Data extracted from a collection
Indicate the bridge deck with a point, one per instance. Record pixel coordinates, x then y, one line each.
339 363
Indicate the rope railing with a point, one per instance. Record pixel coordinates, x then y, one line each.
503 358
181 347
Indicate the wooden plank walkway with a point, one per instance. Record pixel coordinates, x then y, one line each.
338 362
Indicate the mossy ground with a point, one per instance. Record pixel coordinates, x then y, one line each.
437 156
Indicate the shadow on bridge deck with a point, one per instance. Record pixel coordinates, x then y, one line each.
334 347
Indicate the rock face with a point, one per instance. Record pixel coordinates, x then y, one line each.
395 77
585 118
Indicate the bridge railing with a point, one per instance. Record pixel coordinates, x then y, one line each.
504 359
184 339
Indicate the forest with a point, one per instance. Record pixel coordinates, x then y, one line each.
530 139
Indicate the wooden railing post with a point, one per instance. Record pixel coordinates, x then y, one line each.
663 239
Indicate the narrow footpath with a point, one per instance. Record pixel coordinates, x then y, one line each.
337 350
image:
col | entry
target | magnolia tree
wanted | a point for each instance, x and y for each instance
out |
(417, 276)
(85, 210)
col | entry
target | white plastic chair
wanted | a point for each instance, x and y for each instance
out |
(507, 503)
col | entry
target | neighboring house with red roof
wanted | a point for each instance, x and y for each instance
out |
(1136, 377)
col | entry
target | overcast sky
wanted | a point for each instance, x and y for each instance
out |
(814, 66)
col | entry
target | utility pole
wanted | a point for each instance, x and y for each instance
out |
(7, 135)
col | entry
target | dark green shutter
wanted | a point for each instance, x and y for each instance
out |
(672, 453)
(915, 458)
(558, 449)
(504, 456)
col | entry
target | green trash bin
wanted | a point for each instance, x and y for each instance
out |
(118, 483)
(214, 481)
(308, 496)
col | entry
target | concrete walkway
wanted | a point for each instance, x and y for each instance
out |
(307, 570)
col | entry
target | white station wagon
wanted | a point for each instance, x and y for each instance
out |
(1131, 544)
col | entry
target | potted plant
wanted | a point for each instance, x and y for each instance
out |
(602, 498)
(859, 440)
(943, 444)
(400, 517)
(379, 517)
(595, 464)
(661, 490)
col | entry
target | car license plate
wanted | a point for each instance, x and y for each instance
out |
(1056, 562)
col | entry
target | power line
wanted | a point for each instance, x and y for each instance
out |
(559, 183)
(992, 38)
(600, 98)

Brief
Each entry above needs to be retyped exactly.

Complete output
Indicate the bridge deck with a point, one per instance. Record pixel coordinates, x then y, one line each.
339 363
Indicate the rope railing with a point, one per instance. Record pixel coordinates, x then y, one line each.
503 358
181 347
Indicate the wooden plank walkway with a point, one per instance. Record pixel coordinates, x then y, one line each.
338 362
Indicate the mossy ground with a point, one per instance. Record pixel coordinates, x then y, one line each.
437 156
Indicate the shadow on bridge deck with a point, one per instance. Record pixel coordinates, x then y, one line each.
334 347
Indicate the rock face with a point, one per instance. Record pixel coordinates, x then y, one line each.
395 77
585 118
Indicate the bridge railing with a point, one per instance. Record pixel coordinates, x then y, one line each.
504 359
184 339
Indicate the forest with a point, one per instance. Record pixel coordinates, x then y, one line each.
530 139
Indicate the wooden railing post with a point, one per instance. Record pixel coordinates, x then y, one line each.
663 239
Indicate the narrow footpath with a point, one per instance. Record pixel coordinates, x then y, one line each.
337 350
image:
col | entry
target | magnolia tree
wanted | a point for each instance, x and y for each instance
out |
(417, 276)
(85, 210)
col | entry
target | white plastic chair
wanted | a point for each instance, x and y for each instance
out |
(507, 503)
col | entry
target | neighboring house with red roof
wanted | a point for each instance, x and y for each instance
out |
(1136, 377)
col | entry
target | overcast sky
wanted | a point for each instance, x and y for each instance
out |
(814, 66)
col | entry
target | utility pole
wanted | a point for each instance, x and y for each instance
out |
(7, 135)
col | entry
target | dark green shutter
wanted | a point for each instance, x and y for each instance
out |
(672, 453)
(915, 458)
(558, 449)
(504, 456)
col | entry
target | green trash bin
wanted | a point for each instance, x and y for each instance
out |
(118, 483)
(214, 481)
(308, 496)
col | entry
target | concrete walkway
wanted | a point for each instance, x and y for each instance
out |
(307, 570)
col | entry
target | white station wagon
wanted | a point for each instance, x and y for each instance
out |
(1131, 544)
col | entry
target | potted plant
wanted | a point for each instance, x and y for each instance
out |
(602, 498)
(859, 440)
(943, 444)
(400, 517)
(379, 517)
(595, 464)
(661, 490)
col | entry
target | car license plate
wanted | a point for each instance, x and y for each instance
out |
(1056, 562)
col | entry
target | power line
wanted | a point for each instance, x and y for each instance
out |
(559, 183)
(992, 38)
(600, 98)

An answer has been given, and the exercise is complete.